Prepared for submission to JINST
Optimization on fixed low latency implementation of the GBT core in FPGA
Brookhaven National Laboratory,
PO Box 5000, Upton, NY 11973, USA
Keywords: Fixed low latency transmission; GBT link; Transceiver in FPGA
The ATLAS Phase-I upgrade requires a Trigger and Data Acquisition (TDAQ) system able to trigger and record data from up to three times the nominal LHC instantaneous luminosity. The new Front-End LInk eXchange (FELIX) system provides a scalable PC-based gateway to interface custom radiation tolerant optical links from front-end electronics, via PCIe Gen3 cards, to a commercial switched Ethernet or InfiniBand network [5, 6]. As a system, FELIX consists of a PC running a Linux based OS (SLC6), an Ethernet or InfiniBand Network Interface Card (NIC), and up to two FELIX PCIe cards. Besides the PCIe cards which interface the front-ends, all other parts will be commercial. In Phase-I upgrade, it will interface several ATLAS subsystems. This includes the Muon new small wheel for muon trigger, the LAr (Liquid Argon) Calorimeter trigger readout electronics, and the L1Calo (Level-1 Calorimeter Trigger) trigger electronics upgrade for electron trigger. The down link from FELIX to front-ends will be the 4.8 Gbps GigaBit Transceiver (GBT) link designed by CERN, the up link will be the GBT link or the 9.6 Gbps full mode link developed by the FELIX group . The full mode link is only used by FPGA based front-ends.

• YOUR OBJECTIVE:
In the passage on the FELIX system, what is the data rate of the GBT link that carries data down from FELIX to the front-ends?

• DATA EXCERPT:
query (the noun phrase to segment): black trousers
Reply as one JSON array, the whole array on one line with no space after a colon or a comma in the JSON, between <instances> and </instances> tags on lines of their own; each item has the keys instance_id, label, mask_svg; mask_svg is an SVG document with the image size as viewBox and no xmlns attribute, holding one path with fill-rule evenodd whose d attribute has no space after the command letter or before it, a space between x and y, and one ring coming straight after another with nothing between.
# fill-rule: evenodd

• FULL ANSWER:
4.8 Gbps